**Passage provided:**

--- START ---

Summary report script
The report.sh CGI script saves the reported sum
using TransactionLog
. The code is:
public class ReportSum {
private static long[] parseParams( String query )
throws NumberFormatException, IllegalArgumentException
{
long[] result = new long[2];
String [] params = query.split("&");
for( int i = 0 ; i < params.length; i++ ) {
String [] words = params[i].split("=");
if ( words.length != 2 ) continue;
if ( words[0].equals("student") ) {
result[0] = Long.parseLong( words[1] );
}
else if ( words[0].equals("sum") ) {
result[1] = Long.parseLong( words[1] );
}
else {
throw new IllegalArgumentException("unknown param");
}
}
return result;
}
public static void main( String[] args ) {
long[] params;
TransactionLog log;
try {
params = parseParams( System.getenv("QUERY_STRING") );
log = new TransactionLog( "transaction.log" );
String remote = System.getenv("REMOTE_ADDR");
if ( remote == null ) remote = "";
log.record("result: " + params[0] + " " + params[1] + " " + remote);
}
catch( Exception ex ) {
System.out.print("Content-Type: text/plain\r\n\r\n");
System.out.println(ex.getMessage() );
return;
}
System.out.print("Content-Type: text/plain\r\n\r\n");
System.out.print("The " + params[1] + " for " + params[0] );
System.out.println(" has been recorded" );
}
}
Capturing a CGI script output without a browser
Acesses to web servers is provided by the URL
and
URLConnection
classes defined in the
java.net
package.
The URLConnection
class implements the client-side
of the HTTP protocol. These classes can be used to retrieve
the documents provided by a web server. The Wget
program outputs the returned document from the argument URL.

--- END ---

**Records for the exercise:**

--- START ---

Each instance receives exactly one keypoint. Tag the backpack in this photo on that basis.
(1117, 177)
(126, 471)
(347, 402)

--- END ---
--- START ---

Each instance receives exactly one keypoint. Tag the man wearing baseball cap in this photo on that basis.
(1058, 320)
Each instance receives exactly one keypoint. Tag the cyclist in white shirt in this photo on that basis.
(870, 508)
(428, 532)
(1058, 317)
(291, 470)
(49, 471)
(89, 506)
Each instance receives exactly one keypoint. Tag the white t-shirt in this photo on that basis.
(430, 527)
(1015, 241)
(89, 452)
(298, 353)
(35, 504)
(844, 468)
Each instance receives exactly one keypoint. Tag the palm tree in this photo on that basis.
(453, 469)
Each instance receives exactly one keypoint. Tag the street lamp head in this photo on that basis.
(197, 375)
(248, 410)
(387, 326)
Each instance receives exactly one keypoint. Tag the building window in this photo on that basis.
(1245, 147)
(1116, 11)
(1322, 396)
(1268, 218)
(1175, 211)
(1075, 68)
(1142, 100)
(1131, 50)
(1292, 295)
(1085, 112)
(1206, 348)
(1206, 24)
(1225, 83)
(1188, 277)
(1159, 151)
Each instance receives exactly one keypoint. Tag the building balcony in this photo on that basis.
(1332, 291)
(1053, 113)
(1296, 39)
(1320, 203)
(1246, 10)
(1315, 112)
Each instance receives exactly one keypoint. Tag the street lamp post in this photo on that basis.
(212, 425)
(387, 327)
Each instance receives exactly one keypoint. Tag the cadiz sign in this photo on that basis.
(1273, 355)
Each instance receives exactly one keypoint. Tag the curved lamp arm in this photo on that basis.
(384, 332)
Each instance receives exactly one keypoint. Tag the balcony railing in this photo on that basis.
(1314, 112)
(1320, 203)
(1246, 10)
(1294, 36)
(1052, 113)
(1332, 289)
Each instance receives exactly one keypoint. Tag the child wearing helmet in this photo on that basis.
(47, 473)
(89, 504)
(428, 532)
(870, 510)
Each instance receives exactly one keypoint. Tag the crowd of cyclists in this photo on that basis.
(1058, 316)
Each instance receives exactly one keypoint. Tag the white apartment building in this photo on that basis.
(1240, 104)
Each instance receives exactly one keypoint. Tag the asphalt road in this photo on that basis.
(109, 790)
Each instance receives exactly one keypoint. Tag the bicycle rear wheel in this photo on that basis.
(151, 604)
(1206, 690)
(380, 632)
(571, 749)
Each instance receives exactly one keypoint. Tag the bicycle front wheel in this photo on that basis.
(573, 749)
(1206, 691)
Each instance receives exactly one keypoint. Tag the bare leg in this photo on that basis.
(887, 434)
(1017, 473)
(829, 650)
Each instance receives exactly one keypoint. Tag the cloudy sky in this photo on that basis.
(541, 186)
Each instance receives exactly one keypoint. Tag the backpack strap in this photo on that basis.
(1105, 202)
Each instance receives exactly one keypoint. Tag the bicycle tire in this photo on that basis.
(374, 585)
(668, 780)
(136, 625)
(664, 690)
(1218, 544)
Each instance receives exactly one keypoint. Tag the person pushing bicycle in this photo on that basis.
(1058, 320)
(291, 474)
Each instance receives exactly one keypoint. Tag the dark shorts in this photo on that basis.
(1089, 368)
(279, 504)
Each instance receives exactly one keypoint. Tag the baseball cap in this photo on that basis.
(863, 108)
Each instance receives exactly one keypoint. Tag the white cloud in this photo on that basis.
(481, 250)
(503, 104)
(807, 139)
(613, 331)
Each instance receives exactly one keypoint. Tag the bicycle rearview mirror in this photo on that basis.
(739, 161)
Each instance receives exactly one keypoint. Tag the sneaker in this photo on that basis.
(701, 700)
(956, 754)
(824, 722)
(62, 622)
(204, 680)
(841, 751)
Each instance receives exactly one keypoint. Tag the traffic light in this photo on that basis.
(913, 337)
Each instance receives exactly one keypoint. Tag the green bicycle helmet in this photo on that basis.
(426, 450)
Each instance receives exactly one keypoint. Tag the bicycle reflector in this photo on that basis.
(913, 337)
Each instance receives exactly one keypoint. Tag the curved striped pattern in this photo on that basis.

--- END ---
--- START ---

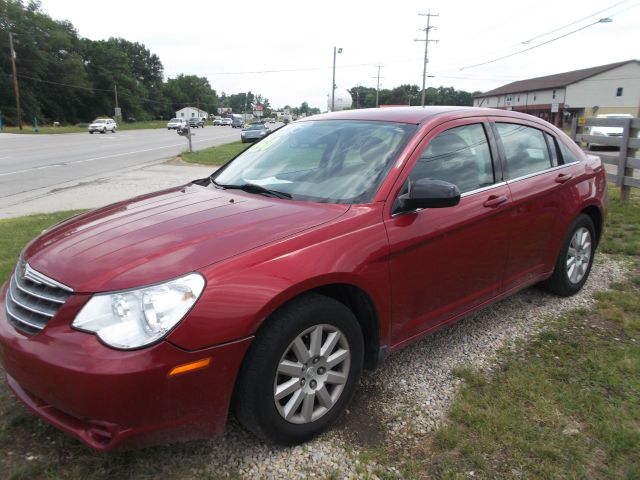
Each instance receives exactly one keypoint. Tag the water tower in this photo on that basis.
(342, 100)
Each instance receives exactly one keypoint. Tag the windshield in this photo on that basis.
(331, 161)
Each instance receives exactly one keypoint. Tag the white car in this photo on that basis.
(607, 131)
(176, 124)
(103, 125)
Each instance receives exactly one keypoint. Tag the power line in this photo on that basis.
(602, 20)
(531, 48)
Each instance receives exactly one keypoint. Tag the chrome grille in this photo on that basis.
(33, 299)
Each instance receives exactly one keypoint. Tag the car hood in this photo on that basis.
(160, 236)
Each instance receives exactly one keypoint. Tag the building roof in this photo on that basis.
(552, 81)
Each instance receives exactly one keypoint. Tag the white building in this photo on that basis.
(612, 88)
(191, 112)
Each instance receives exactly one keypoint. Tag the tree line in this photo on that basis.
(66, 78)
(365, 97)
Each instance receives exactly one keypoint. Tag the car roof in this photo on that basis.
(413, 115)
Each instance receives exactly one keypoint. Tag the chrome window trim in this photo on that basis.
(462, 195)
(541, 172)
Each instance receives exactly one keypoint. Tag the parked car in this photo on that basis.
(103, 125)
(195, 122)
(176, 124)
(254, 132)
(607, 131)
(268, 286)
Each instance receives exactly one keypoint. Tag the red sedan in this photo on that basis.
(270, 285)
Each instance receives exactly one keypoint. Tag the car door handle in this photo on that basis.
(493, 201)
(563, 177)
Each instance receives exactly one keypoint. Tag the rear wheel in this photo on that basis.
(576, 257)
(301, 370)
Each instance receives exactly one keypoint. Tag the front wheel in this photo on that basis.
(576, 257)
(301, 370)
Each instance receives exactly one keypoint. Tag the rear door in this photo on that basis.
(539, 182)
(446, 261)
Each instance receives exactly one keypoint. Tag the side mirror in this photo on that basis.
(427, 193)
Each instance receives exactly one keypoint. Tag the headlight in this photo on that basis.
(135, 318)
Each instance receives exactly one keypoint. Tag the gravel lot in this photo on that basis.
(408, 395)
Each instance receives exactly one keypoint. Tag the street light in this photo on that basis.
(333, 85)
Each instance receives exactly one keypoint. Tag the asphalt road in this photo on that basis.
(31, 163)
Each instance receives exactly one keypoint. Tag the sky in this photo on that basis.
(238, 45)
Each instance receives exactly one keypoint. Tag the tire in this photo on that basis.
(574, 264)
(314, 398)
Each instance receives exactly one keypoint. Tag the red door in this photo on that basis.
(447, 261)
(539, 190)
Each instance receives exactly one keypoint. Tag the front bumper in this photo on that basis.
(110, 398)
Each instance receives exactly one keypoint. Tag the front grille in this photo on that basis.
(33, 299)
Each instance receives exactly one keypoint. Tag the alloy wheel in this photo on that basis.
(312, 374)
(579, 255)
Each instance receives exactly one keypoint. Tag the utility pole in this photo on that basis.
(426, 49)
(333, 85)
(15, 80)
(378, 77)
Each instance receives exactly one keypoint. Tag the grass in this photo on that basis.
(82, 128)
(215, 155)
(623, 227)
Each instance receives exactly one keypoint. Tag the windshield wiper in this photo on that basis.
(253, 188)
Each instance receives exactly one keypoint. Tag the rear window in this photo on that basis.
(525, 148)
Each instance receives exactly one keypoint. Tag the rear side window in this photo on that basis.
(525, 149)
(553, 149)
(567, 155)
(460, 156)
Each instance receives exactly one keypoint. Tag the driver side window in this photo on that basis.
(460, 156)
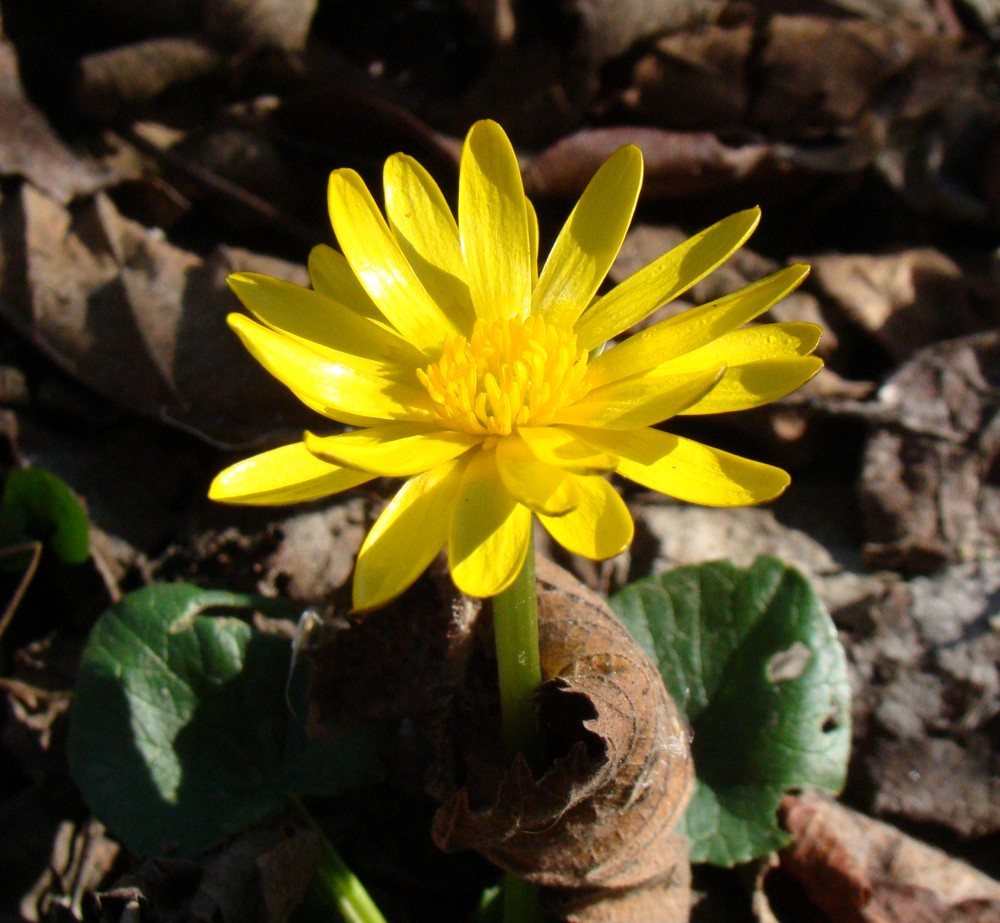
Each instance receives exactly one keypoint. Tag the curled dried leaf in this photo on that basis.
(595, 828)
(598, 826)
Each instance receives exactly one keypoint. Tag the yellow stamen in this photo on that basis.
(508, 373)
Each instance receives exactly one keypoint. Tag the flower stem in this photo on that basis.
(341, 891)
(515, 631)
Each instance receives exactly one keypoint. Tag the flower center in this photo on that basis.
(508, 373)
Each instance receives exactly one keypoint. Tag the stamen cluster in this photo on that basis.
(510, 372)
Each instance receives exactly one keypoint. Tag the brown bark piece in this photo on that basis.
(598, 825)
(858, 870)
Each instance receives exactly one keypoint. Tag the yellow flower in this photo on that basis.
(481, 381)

--- END ---

**Stated problem 1:** Rewrite the rows starting at the one containing "balcony in this photo on that basis." and ending at the one containing "(1058, 316)", with "keypoint" changed to "marker" and nothing else altered. Give only those rows.
**Stated problem 2:** Carry on the text about the summary report script and capturing CGI output, starting after its last sentence.

**Result 1:**
Each instance receives exactly one marker. Tag the building balcony in this photo on that basis.
(1332, 291)
(1053, 113)
(1296, 39)
(1320, 203)
(1246, 10)
(1315, 112)
Each instance receives exactly one marker. Tag the street lamp post in this photo on that basis.
(212, 425)
(387, 327)
Each instance receives exactly one marker. Tag the cadiz sign in this photo on that basis.
(1273, 355)
Each instance receives exactly one marker. Tag the curved lamp arm in this photo on that basis.
(384, 332)
Each instance receives exactly one marker. Tag the balcony railing in this photo on that basis.
(1314, 112)
(1320, 203)
(1246, 10)
(1294, 36)
(1052, 113)
(1332, 289)
Each instance receives exactly one marker. Tag the child wearing helmet in this photo on that basis.
(47, 473)
(89, 504)
(428, 532)
(870, 510)
Each instance receives exactly one marker. Tag the crowd of cyclists in this photo on that basis.
(1058, 316)

**Result 2:**
The code is:
import java.net.URLConnection;
import java.net.URL;
import java.io.InputStreamReader;
public class Wget {
public static void main( String[] args ) throws Exception {
URL url = new URL(args[0]);
URLConnection conn = url.openConnection();
conn.connect();
InputStreamReader content =
new InputStreamReader( conn.getInputStream() );
int ch;
while( (ch=content.read()) != -1 ) {
System.out.print( (char)ch );
}
}
}
The output of the genseq CGI can be viewed with
the command:
java Wget http://www.cs.mun.ca/cgi-bin/user-cgi/~yzchen/cs3715/GenTest/gentest.sh?student=123
Testing CGI scripts without an HTTP server
The RunCgi
provides a test harness
for CGI scripts by executing the CGI script in the
same way that a web server executes the script.
The code for RunCgi
is:
import java.util.Map;
import java.io.InputStreamReader;
import java.io.InputStream;
import java.io.File;
import java.io.FileOutputStream;
public class RunCgi {
public static void main( String[] args ) throws Exception {
ProcessBuilder pb = new ProcessBuilder("/bin/sh", "gentest.sh" );
pb.directory( new File(".") );
Map<String, String> env = pb.environment();
env.clear();
env.put( "QUERY_STRING", "student=123" );
Process p = pb.start();
InputStream instream = p.getInputStream();
FileOutputStream save = new FileOutputStream("result.txt");
int ch;
while( (ch=instream.read()) != -1 ) {
save.write( (byte)ch );
}
save.close();
}
}
CGI Setup for CS Students
If enabled, a CS student creates and executes a cgi script by:
-
Creating the
~/.cgi-bin
directory.
-
Setting the premission to
0700
with
chmod 0700 ~/.cgi-bin
.
-
Placing an executable program with the
0700
premissions in the above directory.
-
The URL to execute the CGI script is:
http://www.cs.mun.ca/cgi-bin/user-cgi/~user/executable
where user
is the user's login name,
and executable
is the path to
the cgi-script contained in ~/.cgi-bin
.